++++ INFORMATION SHOWN

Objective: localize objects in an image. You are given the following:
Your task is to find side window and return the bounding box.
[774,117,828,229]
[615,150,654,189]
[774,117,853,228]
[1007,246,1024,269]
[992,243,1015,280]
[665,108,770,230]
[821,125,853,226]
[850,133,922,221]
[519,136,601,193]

++++++++

» BRIEF
Please copy the data above line for line, with no changes.

» FULL SOLUTION
Objective: localize objects in an image. You are given the following:
Your task is to find side window and return the bounding box.
[774,117,828,229]
[615,150,654,189]
[774,117,853,228]
[1007,246,1024,269]
[992,243,1015,280]
[665,108,770,230]
[821,125,853,226]
[850,133,922,221]
[519,136,601,193]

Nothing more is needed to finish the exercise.